• [Ejercicios propuestos]
a – Resuma en dos oraciones el fragmento sobre la mezquita aljama de Zaragoza.
b – Prosiga el fragmento sobre la mezquita aljama de Zaragoza a partir de su última oración.

• [Fragmento seleccionado]
========

La influencia del arte visigodo y del arte
prerrománico cristiano del siglo X es muy nítida en una serie de motivos en
forma de rosetas hexapétalas y hélices curvas que aparecen en modillones en
forma de cartabón. Por el contrario, las formas del arte omeya de la primera
mitad del siglo VIII perviven con toda nitidez en un medallón perteneciente a
este mismo taller de la mezquita aljama de Zaragoza que trabajó entre los años
1018 a 1021/1022. Este medallón debió de pertenecer a la albanega existente
entre dos arcos de un segundo orden de una arquería, puesto que en el extremo
inferior derecho se observan restos del extradós de uno de dichos arcos. El
aspecto de este medallón cuando se conservaba íntegro ha sido reconstituido
gráficamente por José Antonio Hernández Vera en el dibujo que se publica en
este artículo y que no deja ninguna duda
sobre la semejanza existente entre dicho elemento decorativo y otro medallón
prácticamente idéntico que pertenece al palacio de alQasr al-Hair al-Garbi,
erigido en Siria a instancias del califa Hisam I hacia el año 727. La
construcción del alminar de la mezquita aljama de Zaragoza, que subsistió hasta
el año 1681, debió de causar una gran impresión en toda su contornada, puesto
que de él se hizo una réplica en el campanario mudéjar de la iglesia de Nuestra
Señora de los Ángeles de Longares (Zaragoza). En la torre mudéjar de Longares
se imitaron los dos elementos más característicos del alminar construido en
época de Mundir I: Una ventana geminada de arcos ciegos en cada una de sus
cuatro caras y un gran marco alrededor profusamente decorado. Esta imitación
debe ser tan fiel al original que los alarifes que la llevaron a cabo hicieron
algo que es incomprensible como fue el construir un campanario que carece de
vanos en que poder alojar las campanas. Esta circunstancia debía solventarse,
en un primer momento, disponiendo dichas campanas en la terraza, tal como se
puede ver todavía en la torre septentrional que flanquea el ábside de la
catedral gótica de Santa Eulalia de Barcelona, y poco tiempo después, abriendo
boquetes y vanos más o menos informes en las paredes de la torre para emplazar
allí las campanas.

========

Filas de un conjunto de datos

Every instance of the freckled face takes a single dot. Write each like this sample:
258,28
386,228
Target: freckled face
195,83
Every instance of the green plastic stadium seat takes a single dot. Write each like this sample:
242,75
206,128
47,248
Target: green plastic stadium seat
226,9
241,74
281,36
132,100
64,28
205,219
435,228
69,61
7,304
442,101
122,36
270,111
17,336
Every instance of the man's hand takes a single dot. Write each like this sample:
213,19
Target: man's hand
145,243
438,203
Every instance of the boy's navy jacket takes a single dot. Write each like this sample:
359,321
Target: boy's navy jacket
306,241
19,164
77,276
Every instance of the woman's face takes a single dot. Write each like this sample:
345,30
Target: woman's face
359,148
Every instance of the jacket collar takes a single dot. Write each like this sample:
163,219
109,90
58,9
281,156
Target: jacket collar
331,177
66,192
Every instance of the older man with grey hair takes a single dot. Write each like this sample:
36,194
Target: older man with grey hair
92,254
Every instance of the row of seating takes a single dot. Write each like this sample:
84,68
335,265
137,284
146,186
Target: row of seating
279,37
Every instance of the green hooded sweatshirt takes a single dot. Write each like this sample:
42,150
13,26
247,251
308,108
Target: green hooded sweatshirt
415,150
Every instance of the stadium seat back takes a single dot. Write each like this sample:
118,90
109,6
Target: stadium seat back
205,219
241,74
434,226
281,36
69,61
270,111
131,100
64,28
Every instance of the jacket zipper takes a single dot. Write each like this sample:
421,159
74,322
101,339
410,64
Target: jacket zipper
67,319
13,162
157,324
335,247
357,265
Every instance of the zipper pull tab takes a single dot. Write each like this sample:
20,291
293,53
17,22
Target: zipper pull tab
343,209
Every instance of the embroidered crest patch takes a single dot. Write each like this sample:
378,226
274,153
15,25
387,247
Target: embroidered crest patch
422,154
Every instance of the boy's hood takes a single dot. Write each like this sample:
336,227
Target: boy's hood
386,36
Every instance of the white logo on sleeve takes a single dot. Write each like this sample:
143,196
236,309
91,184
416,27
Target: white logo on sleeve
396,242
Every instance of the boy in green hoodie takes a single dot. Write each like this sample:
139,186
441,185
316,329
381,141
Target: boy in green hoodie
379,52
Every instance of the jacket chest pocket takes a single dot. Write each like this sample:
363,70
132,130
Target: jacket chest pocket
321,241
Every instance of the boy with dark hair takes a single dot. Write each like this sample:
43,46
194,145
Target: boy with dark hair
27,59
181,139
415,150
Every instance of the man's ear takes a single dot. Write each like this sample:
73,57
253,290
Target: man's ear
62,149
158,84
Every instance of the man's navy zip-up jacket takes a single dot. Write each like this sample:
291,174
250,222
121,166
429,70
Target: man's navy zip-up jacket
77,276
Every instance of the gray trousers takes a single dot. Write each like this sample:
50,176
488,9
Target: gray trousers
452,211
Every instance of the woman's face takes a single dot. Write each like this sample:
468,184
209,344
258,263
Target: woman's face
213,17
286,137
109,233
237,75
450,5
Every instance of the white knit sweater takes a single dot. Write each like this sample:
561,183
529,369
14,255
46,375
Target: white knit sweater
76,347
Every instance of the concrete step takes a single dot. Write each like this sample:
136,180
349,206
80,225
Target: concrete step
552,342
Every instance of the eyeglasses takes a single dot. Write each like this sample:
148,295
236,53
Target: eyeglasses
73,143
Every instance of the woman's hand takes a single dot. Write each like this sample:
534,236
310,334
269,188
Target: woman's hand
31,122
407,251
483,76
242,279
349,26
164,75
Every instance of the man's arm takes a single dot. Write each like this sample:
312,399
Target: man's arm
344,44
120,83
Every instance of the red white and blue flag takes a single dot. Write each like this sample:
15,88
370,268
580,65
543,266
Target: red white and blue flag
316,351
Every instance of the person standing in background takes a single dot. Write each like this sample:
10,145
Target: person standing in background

========

• [Respuestas]
a – Un medallón del taller de la mezquita aljama de Zaragoza, activo entre 1018 y 1021/1022, conserva con toda nitidez las formas del arte omeya y es prácticamente idéntico a otro de un palacio erigido en Siria hacia el año 727 a instancias del califa Hisam I. El alminar de esa mezquita causó tal impresión que se replicó en el campanario mudéjar de Nuestra Señora de los Ángeles de Longares con una fidelidad que llevó a construirlo sin vanos para alojar las campanas.

b –
La razón de que el campanario de la iglesia de
Longares se concibiera como una imitación del alminar de la mezquita aljama de
Zaragoza es que la localidad de Longares estaba estrechamente vinculada a la de
Zaragoza, puesto que el lugar de Longares había sido adquirido con anterioridad
a 1305 por el Consejo de Zaragoza para que sus rentas quedaran adscritas a las
obras de mantenimiento y mejora del puente existente en esta última ciudad
sobre el río Ebro[10]. Del estudio de la torre
mudéjar de Longares se desprenden dos importantes conclusiones: La primera es
que el modelo islámico había sido sometido a un proceso de grandes
transformaciones en la réplica mudéjar. Y la segunda es que el estudio del arte
mudéjar aragonés puede coadyuvar como ya vimos en el ejemplo del púlpito de la
Sala de la Limosna de Huesca a comprender y conocer mejor el arte musulmán del
valle del Ebro. Así, el campanario de Longares ayuda a imaginarnos cómo pudo
ser el alminar de época de Mundir I.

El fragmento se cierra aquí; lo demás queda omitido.